In the Fourth Gospel, John the Baptist is described as the man “sent by God to bear witness to the light,” i.e., the light of Jesus Christ. Indeed, John the Evangelist attributes three quotes to John the Baptist that can be seen as his mission statements. These quotes speak so deeply to me at this time in my life. One grows accustomed to disappointment and unfulfilled expectations as the years unfold. It is so easy to succumb to bitterness and depression, to withdraw into a tiny shell, away from hurt and betrayal. John the Baptist shows me another way: Live for Christ! 


“Here is the Lamb of God, who takes away the sins of the world.” (John 1:29)
Life is full of regrets, of second thoughts for decisions made in haste or under duress, of words said in anger that can’t be taken back. Unfortunately, these regrets can last a lifetime and affect relationships and mental health. John the Baptist points us to Jesus as the Lamb of God, the Paschal sacrifice, whose death upon the Cross brought about the forgiveness of our sins. If God forgives us, why can’t we forgive ourselves? 

“I am not the Messiah but I have been sent ahead of him…” (John 3:28) 
This is something my pastor is fond of reminding us in his homilies: I AM NOT GOD. I do not have the power or the wherewithal to fix everything, to solve all problems, and to make everything perfect. That’s God’s job, in God’s time. Instead of thinking of myself as the Messiah, I can lead others to him by word and example. That’s a tremendous weight lifted off my shoulders! 

“He must increase but I must decrease.” (John 3:30) 
This does not mean putting myself down. I see this quote as the great secret of Christianity. Let Christ be the central influence in my life, the One who motivates my choices and lifestyle. Let Christ shine through me in what I say and do, even when little things irritate and annoy me, or when the big issues in today’s world anger me. Christ must increase.

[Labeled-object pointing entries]
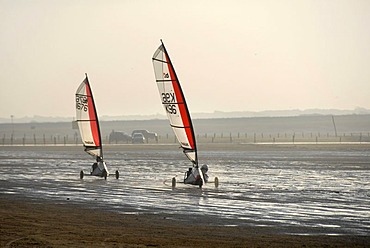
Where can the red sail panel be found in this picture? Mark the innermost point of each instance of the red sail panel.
(181, 104)
(92, 114)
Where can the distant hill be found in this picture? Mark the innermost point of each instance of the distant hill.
(214, 115)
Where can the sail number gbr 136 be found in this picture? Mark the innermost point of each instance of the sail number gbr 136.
(81, 103)
(168, 100)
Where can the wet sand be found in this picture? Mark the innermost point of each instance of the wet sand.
(48, 224)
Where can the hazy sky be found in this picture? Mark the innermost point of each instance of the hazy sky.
(229, 55)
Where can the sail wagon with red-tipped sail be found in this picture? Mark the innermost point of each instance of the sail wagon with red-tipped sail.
(173, 100)
(88, 124)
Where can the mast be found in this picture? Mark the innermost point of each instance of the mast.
(96, 119)
(184, 114)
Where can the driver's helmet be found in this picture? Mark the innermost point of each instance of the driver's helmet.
(204, 168)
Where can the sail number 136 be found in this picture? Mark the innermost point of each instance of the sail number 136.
(167, 99)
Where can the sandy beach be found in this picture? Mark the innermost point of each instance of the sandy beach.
(47, 224)
(56, 220)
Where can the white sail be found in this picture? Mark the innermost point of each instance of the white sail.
(173, 101)
(87, 120)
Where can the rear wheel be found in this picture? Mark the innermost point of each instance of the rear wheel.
(216, 182)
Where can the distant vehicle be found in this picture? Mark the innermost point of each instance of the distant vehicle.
(138, 138)
(148, 135)
(117, 137)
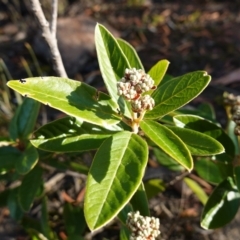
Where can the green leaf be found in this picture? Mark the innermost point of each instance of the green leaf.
(28, 160)
(139, 201)
(74, 221)
(112, 63)
(198, 143)
(202, 125)
(123, 214)
(208, 110)
(158, 71)
(168, 142)
(29, 188)
(9, 156)
(153, 187)
(115, 175)
(13, 204)
(230, 132)
(24, 120)
(72, 97)
(4, 197)
(221, 206)
(166, 160)
(124, 233)
(213, 171)
(237, 176)
(131, 54)
(197, 189)
(177, 92)
(69, 135)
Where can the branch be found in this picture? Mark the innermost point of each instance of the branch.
(49, 38)
(53, 24)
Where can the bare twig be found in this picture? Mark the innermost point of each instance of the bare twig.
(53, 23)
(49, 38)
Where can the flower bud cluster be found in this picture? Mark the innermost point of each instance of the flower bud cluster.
(132, 85)
(143, 103)
(234, 102)
(143, 228)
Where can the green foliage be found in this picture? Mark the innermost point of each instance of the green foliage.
(121, 135)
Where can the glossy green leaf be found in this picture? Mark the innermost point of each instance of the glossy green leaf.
(230, 131)
(24, 119)
(112, 63)
(115, 175)
(72, 97)
(29, 187)
(28, 160)
(131, 54)
(213, 171)
(9, 156)
(208, 110)
(123, 214)
(139, 201)
(158, 71)
(197, 189)
(74, 221)
(221, 206)
(166, 160)
(69, 135)
(153, 187)
(124, 233)
(4, 197)
(237, 176)
(198, 143)
(13, 204)
(177, 92)
(168, 142)
(202, 125)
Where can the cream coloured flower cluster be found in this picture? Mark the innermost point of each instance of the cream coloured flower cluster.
(141, 227)
(132, 85)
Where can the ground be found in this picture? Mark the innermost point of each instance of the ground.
(192, 35)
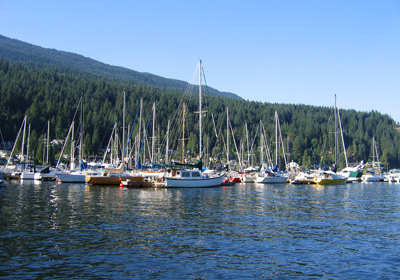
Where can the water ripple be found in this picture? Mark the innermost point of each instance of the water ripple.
(251, 232)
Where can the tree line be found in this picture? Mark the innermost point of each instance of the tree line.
(45, 94)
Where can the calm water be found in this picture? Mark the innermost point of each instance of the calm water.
(50, 230)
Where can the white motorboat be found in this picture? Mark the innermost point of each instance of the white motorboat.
(186, 178)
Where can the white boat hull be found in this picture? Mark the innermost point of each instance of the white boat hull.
(272, 180)
(202, 182)
(77, 177)
(373, 178)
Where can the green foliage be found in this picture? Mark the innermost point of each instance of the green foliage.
(53, 93)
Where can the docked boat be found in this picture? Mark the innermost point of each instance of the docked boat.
(248, 177)
(271, 178)
(2, 182)
(105, 178)
(186, 178)
(304, 177)
(375, 174)
(329, 178)
(75, 176)
(353, 173)
(137, 182)
(372, 177)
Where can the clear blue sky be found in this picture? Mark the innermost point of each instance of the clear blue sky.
(281, 51)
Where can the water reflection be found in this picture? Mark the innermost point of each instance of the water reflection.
(245, 231)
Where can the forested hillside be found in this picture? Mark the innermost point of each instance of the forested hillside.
(45, 94)
(17, 51)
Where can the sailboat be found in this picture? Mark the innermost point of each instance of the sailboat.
(375, 174)
(74, 175)
(194, 178)
(331, 177)
(268, 175)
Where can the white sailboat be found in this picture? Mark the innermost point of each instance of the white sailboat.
(266, 175)
(194, 178)
(331, 177)
(375, 175)
(73, 175)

### [INSTRUCTION A]
Which Bible chapter-and-verse citations appear in the reflection on John the Baptist?
### [INSTRUCTION B]
Supply what comes next in the reflection on John the Baptist, picking up after its final sentence.
The items stand apart from the reflection on John the Baptist.

### [RESULT A]
John 1:29, John 3:28, John 3:30

### [RESULT B]
By extension, this means the Christ who lives in others. Can I see Christ in the downtown homeless person who is asking for a handout? Can I see Jesus in the face of the co-worker who constantly complains, or in the relative or friend who has seemingly become invisible with each passing year? 

According to the gospels, John the Baptist had a good thing going. His fiery preaching and his baptism of repentance attracted commoners and Pharisees, who flocked to him in sizeable numbers at the Jordan River. We know he had disciples because he sent them to Jesus. In fact, despite his success as an itinerant preacher, he willingly passed on the mantle to his cousin, whose sandal straps he “was not worthy to unfasten.” And then he withdrew from the scene as Jesus’ ministry soared. 

John points the way to Christ even to this day. Consider that his birthday, June 24, falls shortly after the summer solstice, when the days begin to gradually get shorter. Through the ingenuous poetry of the liturgical calendar, on his nativity John the Baptist is pointing toward the nativity of Jesus Christ six months later. December 25 is shortly after the winter solstice, when the days begin to get longer. Thus, through the growing darkness that begins on his birthday, John the Baptist points once again to Jesus Christ, the light of the world who conquers the darkness of sin.

“He must increase but I must decrease.” Amen.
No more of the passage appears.